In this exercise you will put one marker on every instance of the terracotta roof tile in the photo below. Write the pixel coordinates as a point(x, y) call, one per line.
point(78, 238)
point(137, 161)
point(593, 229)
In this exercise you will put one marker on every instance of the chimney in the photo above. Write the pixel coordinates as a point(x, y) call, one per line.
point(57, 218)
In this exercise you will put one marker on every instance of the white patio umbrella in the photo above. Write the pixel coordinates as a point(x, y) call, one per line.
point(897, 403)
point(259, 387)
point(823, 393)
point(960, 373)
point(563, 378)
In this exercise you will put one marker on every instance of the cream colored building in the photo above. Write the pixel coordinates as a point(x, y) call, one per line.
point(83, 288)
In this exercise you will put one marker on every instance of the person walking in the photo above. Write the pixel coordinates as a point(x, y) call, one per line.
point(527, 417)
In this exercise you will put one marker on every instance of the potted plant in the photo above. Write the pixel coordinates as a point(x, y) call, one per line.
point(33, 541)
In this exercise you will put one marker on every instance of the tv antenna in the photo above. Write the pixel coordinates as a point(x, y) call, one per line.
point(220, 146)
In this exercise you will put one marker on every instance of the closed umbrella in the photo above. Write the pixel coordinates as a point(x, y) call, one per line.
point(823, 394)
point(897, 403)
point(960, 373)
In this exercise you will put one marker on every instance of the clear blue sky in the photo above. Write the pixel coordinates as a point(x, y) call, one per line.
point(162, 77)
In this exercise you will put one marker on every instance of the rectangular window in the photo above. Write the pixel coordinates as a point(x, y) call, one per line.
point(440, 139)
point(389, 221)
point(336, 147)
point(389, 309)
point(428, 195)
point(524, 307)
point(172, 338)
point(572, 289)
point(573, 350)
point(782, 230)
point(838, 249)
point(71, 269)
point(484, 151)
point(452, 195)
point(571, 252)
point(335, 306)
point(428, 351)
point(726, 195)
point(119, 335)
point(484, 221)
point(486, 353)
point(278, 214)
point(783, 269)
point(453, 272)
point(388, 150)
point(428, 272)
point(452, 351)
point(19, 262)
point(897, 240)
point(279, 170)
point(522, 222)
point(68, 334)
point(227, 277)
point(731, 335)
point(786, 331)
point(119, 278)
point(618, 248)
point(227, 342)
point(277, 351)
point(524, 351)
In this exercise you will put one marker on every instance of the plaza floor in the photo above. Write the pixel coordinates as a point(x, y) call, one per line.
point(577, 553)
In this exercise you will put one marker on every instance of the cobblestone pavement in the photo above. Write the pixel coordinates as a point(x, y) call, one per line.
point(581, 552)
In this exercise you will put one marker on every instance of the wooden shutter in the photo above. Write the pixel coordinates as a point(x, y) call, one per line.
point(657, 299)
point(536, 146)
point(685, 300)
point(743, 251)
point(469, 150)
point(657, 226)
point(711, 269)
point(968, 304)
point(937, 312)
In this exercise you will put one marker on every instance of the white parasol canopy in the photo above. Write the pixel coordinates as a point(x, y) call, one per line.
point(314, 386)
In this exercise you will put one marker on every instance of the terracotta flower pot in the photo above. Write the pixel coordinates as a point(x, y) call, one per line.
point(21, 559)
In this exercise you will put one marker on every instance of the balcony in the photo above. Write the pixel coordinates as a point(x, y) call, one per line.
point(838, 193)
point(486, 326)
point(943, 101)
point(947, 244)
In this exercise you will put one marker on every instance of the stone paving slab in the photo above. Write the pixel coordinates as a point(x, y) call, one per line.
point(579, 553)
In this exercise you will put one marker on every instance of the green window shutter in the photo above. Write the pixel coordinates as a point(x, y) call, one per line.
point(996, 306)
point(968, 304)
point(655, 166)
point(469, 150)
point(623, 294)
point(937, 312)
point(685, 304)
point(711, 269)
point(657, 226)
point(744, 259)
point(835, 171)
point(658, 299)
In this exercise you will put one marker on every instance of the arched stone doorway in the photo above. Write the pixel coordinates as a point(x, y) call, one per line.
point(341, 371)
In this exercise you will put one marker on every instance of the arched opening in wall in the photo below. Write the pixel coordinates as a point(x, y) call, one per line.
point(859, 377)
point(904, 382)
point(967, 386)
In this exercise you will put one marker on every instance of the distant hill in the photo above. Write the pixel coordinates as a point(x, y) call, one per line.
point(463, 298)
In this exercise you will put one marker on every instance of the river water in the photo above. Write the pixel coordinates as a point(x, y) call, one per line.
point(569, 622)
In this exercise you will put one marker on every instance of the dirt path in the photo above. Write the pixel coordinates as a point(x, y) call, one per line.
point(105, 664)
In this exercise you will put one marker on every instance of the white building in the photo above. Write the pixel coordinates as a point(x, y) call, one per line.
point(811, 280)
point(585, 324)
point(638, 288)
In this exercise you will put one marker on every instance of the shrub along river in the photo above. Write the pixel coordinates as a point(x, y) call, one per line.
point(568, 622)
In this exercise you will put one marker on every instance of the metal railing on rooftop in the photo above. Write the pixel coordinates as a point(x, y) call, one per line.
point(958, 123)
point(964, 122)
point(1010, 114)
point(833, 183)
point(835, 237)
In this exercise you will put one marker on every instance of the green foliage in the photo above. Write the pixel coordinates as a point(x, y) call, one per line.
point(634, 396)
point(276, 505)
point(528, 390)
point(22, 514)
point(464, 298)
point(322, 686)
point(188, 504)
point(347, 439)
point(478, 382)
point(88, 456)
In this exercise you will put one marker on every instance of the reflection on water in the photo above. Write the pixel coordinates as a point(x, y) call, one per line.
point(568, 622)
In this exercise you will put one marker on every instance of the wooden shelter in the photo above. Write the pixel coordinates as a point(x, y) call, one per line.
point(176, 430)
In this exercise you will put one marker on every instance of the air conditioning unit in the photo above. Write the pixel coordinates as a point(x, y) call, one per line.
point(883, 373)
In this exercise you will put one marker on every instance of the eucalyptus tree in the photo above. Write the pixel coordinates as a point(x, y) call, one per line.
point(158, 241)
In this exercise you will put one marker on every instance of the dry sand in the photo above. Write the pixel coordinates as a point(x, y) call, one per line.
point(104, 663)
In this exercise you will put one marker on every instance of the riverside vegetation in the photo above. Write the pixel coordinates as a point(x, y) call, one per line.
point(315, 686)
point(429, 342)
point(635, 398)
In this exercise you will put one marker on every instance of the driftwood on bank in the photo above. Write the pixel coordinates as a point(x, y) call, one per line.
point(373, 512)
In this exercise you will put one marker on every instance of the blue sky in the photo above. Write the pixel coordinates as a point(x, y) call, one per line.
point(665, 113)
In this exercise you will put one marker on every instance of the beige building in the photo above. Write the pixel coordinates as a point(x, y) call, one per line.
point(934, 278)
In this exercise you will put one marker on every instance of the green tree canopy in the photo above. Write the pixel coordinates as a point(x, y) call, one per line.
************
PROMPT
Recopy all the entries faithfully, leaving none out.

OUTPUT
In this exercise you will put one marker on every instance of the terracotta roof tile in the photo below. Write the pixel coordinates as a point(x, y) call, one per line.
point(78, 238)
point(137, 161)
point(593, 229)
In this exercise you will put one marker on every instance of the chimney in the photo above. Write the pixel coordinates as a point(x, y) call, one per line.
point(57, 218)
In this exercise you will put one marker on every instance of the white patio umbrella in the photo above. Write the pixel coordinates as a point(x, y) call, one per line.
point(897, 403)
point(259, 387)
point(823, 393)
point(960, 373)
point(563, 378)
In this exercise you will put one marker on every instance of the cream colored building in the photo above. Write the pixel coordinates as a point(x, y) call, one per line.
point(83, 288)
In this exercise you will put one marker on every instance of the person walking in the photo above. Write the pixel coordinates as a point(x, y) call, one per line.
point(527, 417)
In this exercise you will put one marker on every instance of the potted plant in the photo above. Write the pixel coordinates as a point(x, y) call, one per line.
point(33, 541)
In this exercise you will put one marker on every instance of the tv antenna in the photo above. Write the pixel coordinates as a point(x, y) call, one per line.
point(220, 146)
In this exercise you will put one marker on every instance of the closed umbrella in the photo above. Write the pixel coordinates as a point(x, y) call, one per line.
point(823, 394)
point(897, 403)
point(960, 373)
In this exercise you will put one marker on every instance of the clear blue sky in the photo above. Write the pixel coordinates as a point(x, y) call, one per line.
point(162, 77)
In this exercise you will put one marker on every instance of the rectangular window in the photo above. Write the pixel coordinates as a point(x, y) call, one per line.
point(440, 139)
point(389, 221)
point(336, 147)
point(389, 309)
point(428, 195)
point(524, 307)
point(172, 338)
point(572, 289)
point(573, 350)
point(782, 230)
point(838, 249)
point(71, 269)
point(484, 151)
point(452, 195)
point(571, 252)
point(335, 306)
point(428, 351)
point(726, 195)
point(119, 335)
point(484, 221)
point(486, 353)
point(278, 214)
point(783, 269)
point(453, 272)
point(388, 150)
point(428, 272)
point(452, 351)
point(19, 262)
point(897, 240)
point(279, 170)
point(522, 222)
point(68, 334)
point(227, 277)
point(731, 335)
point(786, 331)
point(119, 278)
point(618, 248)
point(227, 342)
point(277, 351)
point(524, 351)
In this exercise you will put one marker on every instance of the plaza floor in the photo above. Write the pixel coordinates as a point(x, y) call, one per line.
point(577, 553)
In this exercise you will put one marker on every instance of the cobblestone pavement in the photo above. Write the pixel coordinates as a point(x, y) call, one per line.
point(581, 552)
In this exercise you will put one marker on every instance of the wooden shutter in the photo above. Write the pixel coordinates as a point(x, y) call, one per line.
point(657, 299)
point(536, 146)
point(685, 300)
point(743, 251)
point(469, 150)
point(657, 226)
point(711, 269)
point(968, 304)
point(937, 312)
In this exercise you will put one marker on every instance of the white parasol canopy in the photo above. Write the pixel coordinates as a point(x, y) call, one per line.
point(314, 386)
In this exercise you will put one marker on every instance of the terracotta flower pot in the photo above. Write the pixel coordinates as a point(x, y) call, one per line.
point(21, 559)
In this exercise you will put one marker on every instance of the balcony in the photo above. Write the pixel coordinates as a point(x, y) call, one per line.
point(838, 193)
point(486, 326)
point(943, 101)
point(947, 244)
In this exercise you will put one marker on every instance of the stone paving slab in the photo above. Write the pixel coordinates as a point(x, y) call, one per line.
point(579, 553)
In this exercise you will put one marker on every instance of the green window shutter in the photo above. Write the pixel coordinates as a point(x, y) call, one per line.
point(996, 306)
point(968, 304)
point(655, 166)
point(469, 150)
point(623, 294)
point(937, 312)
point(685, 304)
point(711, 269)
point(657, 226)
point(744, 259)
point(835, 171)
point(658, 299)
In this exercise you will put one marker on every instance of the arched stone doorway in the photo above. Write the pixel coordinates as a point(x, y) call, one per line.
point(341, 371)
In this exercise you will put one marker on every instance of the arched opening in wall in the photo below. Write the pixel coordinates as a point(x, y) call, one per line.
point(859, 377)
point(904, 382)
point(967, 386)
In this exercise you will put one marker on every instance of the distant hill in the photo above. Write the pixel coordinates as a point(x, y) call, one per line.
point(463, 298)
In this exercise you will put one marker on every instance of the river water in the photo above. Write the pixel coordinates as a point(x, y) call, one per line.
point(569, 622)
In this exercise you will put one marker on every instance of the dirt path in the photo above. Write the pixel coordinates as a point(x, y) call, one per line.
point(105, 664)
In this exercise you will put one marker on every instance of the white building in the photo above. Write the pixel coordinates as a point(x, y) call, one per line.
point(811, 280)
point(585, 324)
point(638, 288)
In this exercise you will put one marker on every instance of the shrub along river in the photo above. Write the pixel coordinates as a point(x, y) call, one per line.
point(568, 622)
In this exercise you will put one marker on every instance of the metal railing on rooftop in the photo above. Write the pixel coordinates as a point(x, y) call, one per line.
point(958, 123)
point(964, 122)
point(1010, 114)
point(833, 183)
point(835, 237)
In this exercise you will put one marker on every instance of the green foliage in the photo above. Write the pixel coordinates as a point(x, y) call, one per line.
point(634, 396)
point(276, 505)
point(528, 390)
point(22, 514)
point(464, 298)
point(322, 686)
point(188, 504)
point(347, 439)
point(478, 382)
point(88, 456)
In this exercise you will put one marker on every instance of the reflection on water in the photo above. Write the pixel coordinates as a point(x, y) call, one per line.
point(568, 622)
In this exercise you will put one marker on every instance of the wooden shelter in the photo above. Write the pixel coordinates as a point(x, y) call, one per line.
point(176, 430)
In this exercise you will put one marker on every instance of the air conditioning unit in the photo above. Write the pixel coordinates as a point(x, y) call, one per line.
point(883, 373)
In this exercise you will put one marker on every instance of the eucalyptus tree in the photo above. Write the pixel coordinates as a point(x, y) call, one per line.
point(158, 241)
In this exercise you will put one marker on every instance of the dry sand in the photo above. Write the pixel coordinates as a point(x, y) call, one per line.
point(104, 663)
In this exercise you will put one marker on every instance of the riverside vegetation in the photo above. Write the pixel coordinates as a point(x, y) call, one per line.
point(315, 686)
point(429, 342)
point(635, 398)
In this exercise you will put one marker on every instance of the driftwood on bank in the photo above. Write the pixel coordinates as a point(x, y) call, one per line.
point(373, 512)
In this exercise you will put one marker on every instance of the blue sky in the photo above. Write the pixel coordinates as a point(x, y) call, one per line.
point(665, 113)
In this exercise you will put one marker on every instance of the beige building in the photo above. Write the pixel coordinates as a point(x, y) call, one per line.
point(934, 278)
In this exercise you will put one marker on every instance of the green tree canopy in the photo above. Write the pixel coordinates as a point(x, y) call, one per line.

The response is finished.